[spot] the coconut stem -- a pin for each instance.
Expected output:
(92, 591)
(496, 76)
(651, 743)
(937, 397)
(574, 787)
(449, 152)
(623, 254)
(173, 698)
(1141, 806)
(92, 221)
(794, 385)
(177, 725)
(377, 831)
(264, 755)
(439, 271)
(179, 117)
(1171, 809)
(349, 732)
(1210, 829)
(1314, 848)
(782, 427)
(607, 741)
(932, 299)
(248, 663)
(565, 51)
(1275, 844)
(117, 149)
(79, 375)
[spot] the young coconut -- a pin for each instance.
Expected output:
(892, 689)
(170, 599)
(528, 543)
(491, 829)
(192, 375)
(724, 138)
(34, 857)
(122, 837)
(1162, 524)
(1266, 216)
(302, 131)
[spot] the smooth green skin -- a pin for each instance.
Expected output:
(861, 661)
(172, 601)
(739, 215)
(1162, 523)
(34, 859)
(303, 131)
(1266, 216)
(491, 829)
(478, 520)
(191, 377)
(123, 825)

▬▬▬▬▬▬

#### Given exercise
Convert the three entries above into a two-column CSV with the header row entry_text,answer, giving one row per entry. Enclose each field in double quotes and replace every line break inside a field with a space.

#### Exercise solution
entry_text,answer
"[spot] the coconut stem -- a pin for each instance. Expected output:","(92, 591) (496, 76) (651, 743) (937, 397) (574, 787) (449, 152) (623, 254) (173, 698) (1141, 806) (92, 221) (794, 385) (177, 725) (377, 831) (264, 755) (439, 271) (179, 117) (1171, 809) (349, 732) (1210, 829) (1314, 848) (782, 427) (607, 741) (932, 299) (248, 663) (565, 51) (1275, 844) (117, 149) (79, 375)"
"[spot] the young coconut -- a pin for each instance. Expected output:","(892, 689) (170, 599) (528, 543) (491, 829) (192, 375) (724, 138) (34, 857) (122, 837) (1162, 524) (1266, 216) (302, 131)"
"[spot] the smooth green skin -- a pin for each instance. Expected output:","(861, 661) (172, 601) (739, 215) (1162, 523) (34, 859) (303, 131) (1266, 216) (491, 829) (478, 520) (191, 377) (123, 825)"